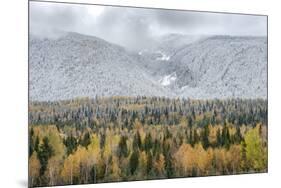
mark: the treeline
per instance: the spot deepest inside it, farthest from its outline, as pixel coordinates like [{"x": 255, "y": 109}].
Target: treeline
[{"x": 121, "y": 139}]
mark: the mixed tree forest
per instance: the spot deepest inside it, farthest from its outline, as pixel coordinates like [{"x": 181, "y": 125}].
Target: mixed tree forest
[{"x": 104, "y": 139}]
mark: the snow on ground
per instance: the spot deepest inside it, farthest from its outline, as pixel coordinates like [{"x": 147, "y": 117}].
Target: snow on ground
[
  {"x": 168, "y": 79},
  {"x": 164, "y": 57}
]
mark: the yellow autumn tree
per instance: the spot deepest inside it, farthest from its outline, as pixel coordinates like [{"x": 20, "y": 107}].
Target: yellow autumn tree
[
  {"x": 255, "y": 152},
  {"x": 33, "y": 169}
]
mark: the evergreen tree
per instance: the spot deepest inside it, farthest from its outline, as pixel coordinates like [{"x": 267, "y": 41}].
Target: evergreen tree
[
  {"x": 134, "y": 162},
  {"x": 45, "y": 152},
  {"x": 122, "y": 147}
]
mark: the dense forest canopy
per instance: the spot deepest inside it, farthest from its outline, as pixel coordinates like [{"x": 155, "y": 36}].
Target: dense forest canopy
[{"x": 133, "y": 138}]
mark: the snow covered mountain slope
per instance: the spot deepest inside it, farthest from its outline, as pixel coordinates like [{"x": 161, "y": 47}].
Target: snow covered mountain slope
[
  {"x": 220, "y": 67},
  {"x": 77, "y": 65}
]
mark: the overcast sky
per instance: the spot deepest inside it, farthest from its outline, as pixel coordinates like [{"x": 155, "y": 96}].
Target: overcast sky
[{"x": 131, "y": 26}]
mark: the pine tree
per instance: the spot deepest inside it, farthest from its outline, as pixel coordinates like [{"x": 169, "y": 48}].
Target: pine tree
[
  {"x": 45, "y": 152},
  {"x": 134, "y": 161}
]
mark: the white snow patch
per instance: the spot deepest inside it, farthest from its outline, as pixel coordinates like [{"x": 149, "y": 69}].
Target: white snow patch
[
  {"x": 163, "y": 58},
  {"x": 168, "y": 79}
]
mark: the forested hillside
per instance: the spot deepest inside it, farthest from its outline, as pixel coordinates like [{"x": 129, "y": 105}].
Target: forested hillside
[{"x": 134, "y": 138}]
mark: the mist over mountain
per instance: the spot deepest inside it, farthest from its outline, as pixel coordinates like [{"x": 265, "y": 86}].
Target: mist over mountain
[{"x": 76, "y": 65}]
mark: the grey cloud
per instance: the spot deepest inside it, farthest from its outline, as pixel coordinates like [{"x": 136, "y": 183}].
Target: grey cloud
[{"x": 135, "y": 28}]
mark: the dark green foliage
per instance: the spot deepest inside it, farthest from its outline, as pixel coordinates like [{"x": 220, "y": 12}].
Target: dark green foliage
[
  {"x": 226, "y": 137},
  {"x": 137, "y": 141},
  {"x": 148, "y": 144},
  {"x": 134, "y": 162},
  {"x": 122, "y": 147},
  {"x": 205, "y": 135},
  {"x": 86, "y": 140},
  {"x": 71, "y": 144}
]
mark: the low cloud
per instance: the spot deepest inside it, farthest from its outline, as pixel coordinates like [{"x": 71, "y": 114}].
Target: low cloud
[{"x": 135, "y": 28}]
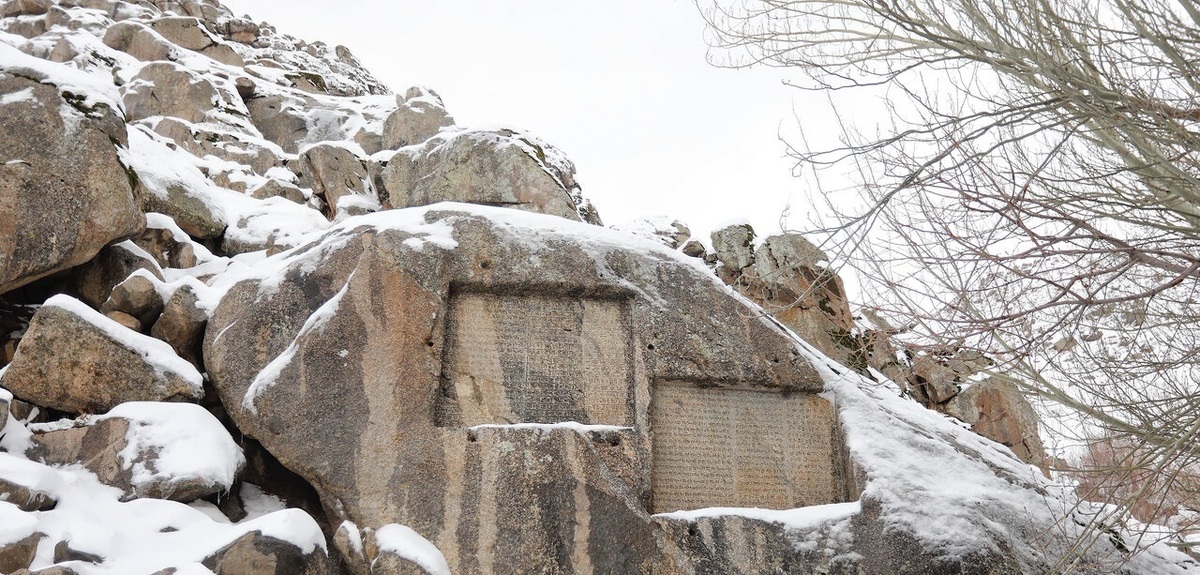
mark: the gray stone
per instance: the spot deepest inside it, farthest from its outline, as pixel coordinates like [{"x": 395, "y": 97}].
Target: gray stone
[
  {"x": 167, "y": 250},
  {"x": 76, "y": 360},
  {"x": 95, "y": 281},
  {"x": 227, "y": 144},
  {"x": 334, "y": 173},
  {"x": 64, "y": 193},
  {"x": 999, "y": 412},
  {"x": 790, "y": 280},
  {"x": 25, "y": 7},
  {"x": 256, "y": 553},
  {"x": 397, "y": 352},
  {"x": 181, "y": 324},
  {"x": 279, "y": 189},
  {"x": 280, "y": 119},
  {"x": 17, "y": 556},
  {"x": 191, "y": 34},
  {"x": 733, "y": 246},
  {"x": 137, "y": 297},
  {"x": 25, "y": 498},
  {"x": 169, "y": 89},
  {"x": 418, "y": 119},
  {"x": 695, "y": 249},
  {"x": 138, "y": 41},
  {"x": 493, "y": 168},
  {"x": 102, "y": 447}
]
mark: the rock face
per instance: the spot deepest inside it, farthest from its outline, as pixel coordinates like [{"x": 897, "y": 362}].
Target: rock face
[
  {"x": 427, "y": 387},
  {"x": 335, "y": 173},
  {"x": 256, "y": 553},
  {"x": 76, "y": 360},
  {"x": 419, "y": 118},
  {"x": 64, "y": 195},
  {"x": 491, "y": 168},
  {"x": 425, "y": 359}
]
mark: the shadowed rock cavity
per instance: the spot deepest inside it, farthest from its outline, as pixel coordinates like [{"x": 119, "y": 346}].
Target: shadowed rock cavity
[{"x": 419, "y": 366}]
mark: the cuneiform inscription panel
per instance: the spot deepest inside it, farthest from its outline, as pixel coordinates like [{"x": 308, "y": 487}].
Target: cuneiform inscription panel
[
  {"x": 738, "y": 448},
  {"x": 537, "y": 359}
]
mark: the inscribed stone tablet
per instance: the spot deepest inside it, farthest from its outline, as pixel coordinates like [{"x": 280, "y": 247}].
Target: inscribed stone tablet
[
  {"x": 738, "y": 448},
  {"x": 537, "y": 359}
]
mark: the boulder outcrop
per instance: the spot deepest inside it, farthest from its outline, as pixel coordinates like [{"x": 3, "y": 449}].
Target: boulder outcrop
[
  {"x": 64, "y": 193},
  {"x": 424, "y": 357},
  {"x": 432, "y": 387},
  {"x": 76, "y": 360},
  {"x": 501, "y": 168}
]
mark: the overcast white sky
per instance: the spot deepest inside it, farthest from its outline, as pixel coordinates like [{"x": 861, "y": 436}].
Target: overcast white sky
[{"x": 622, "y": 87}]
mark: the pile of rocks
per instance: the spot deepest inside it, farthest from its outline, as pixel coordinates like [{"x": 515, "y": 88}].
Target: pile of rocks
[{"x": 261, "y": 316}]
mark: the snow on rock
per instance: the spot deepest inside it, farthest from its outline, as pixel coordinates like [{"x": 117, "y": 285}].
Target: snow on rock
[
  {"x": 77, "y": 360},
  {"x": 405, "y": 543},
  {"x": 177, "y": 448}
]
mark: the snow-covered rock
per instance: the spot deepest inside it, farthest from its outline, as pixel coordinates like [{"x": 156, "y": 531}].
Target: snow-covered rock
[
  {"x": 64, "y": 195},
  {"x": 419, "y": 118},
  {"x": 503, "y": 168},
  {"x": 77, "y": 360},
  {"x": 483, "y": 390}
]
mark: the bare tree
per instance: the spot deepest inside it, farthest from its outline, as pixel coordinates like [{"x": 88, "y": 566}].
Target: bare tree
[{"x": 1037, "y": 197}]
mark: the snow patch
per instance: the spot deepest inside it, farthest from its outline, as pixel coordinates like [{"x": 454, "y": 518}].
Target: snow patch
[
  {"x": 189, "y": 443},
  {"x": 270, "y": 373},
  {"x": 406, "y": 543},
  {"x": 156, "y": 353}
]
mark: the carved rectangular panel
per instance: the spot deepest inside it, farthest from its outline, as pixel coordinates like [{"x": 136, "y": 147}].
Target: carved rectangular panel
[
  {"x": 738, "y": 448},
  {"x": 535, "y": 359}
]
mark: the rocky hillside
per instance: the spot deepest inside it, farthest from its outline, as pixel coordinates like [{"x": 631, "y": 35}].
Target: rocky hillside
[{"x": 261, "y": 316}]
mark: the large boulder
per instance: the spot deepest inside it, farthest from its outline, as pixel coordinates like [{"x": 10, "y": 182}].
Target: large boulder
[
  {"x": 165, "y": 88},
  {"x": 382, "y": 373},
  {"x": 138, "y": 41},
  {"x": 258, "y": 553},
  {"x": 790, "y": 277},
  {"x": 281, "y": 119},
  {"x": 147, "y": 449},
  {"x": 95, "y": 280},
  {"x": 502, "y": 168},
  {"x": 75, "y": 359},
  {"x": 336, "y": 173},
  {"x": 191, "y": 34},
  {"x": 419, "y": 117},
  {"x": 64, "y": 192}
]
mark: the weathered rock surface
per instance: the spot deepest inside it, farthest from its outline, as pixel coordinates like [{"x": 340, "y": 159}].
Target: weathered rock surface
§
Task directions -
Write out exactly the lines of the entries above that run from the line containing "mark: the pile of rocks" through the last line, including both.

Final answer -
mark: the pile of rocks
per instance: the spot deepest inside it, farthest from its outline, as pixel coordinates like [{"x": 515, "y": 88}].
Target: pile of rocks
[{"x": 261, "y": 316}]
mark: the snow on rock
per instance: the spot deepest inside it, farthest from its outline, as pixel coordinates like [{"x": 117, "y": 285}].
Target: snow on rock
[
  {"x": 77, "y": 360},
  {"x": 405, "y": 543},
  {"x": 177, "y": 448}
]
mark: the snow-covered rock
per instance: the spot deepest inside it, farthest from its outline, as pixel coordinates like [{"x": 156, "y": 531}].
Target: snow-covered rock
[
  {"x": 64, "y": 195},
  {"x": 419, "y": 118},
  {"x": 503, "y": 168},
  {"x": 77, "y": 360},
  {"x": 483, "y": 390}
]
mark: the bare tree
per instance: the spot deepest inside it, farthest from its outline, as pixel coordinates like [{"x": 88, "y": 566}].
Target: bare tree
[{"x": 1037, "y": 197}]
mark: the snow patch
per instance: the spot deepest inside it, farthest from its outline, as pixel coordinates like [{"x": 454, "y": 518}].
Target: snow patch
[
  {"x": 189, "y": 443},
  {"x": 270, "y": 373},
  {"x": 406, "y": 543},
  {"x": 156, "y": 353}
]
mark: the carved rectangular panel
per instance: the spot deepest inside it, farthest from its outline, as pixel coordinates like [{"x": 136, "y": 147}].
Target: carved rectangular panel
[
  {"x": 738, "y": 448},
  {"x": 535, "y": 359}
]
mark: the rocky hillside
per instance: the spot deepest inside it, farthest from its outline, as pixel coordinates like [{"x": 631, "y": 35}].
Target: rocky hillside
[{"x": 261, "y": 316}]
mark: the large boulder
per instance: the spot deepest inside it, farthest from its outline, as pixel coordinates like [{"x": 10, "y": 182}].
Target: large boulder
[
  {"x": 165, "y": 88},
  {"x": 382, "y": 373},
  {"x": 138, "y": 41},
  {"x": 258, "y": 553},
  {"x": 790, "y": 277},
  {"x": 281, "y": 119},
  {"x": 147, "y": 449},
  {"x": 95, "y": 280},
  {"x": 502, "y": 168},
  {"x": 75, "y": 359},
  {"x": 336, "y": 173},
  {"x": 191, "y": 34},
  {"x": 419, "y": 117},
  {"x": 64, "y": 192}
]
mark: the weathered rock surface
per instance: the spot deepest inside it, farthest from its outline, as pixel coordinates like [{"x": 340, "y": 159}].
Target: weathered rock surface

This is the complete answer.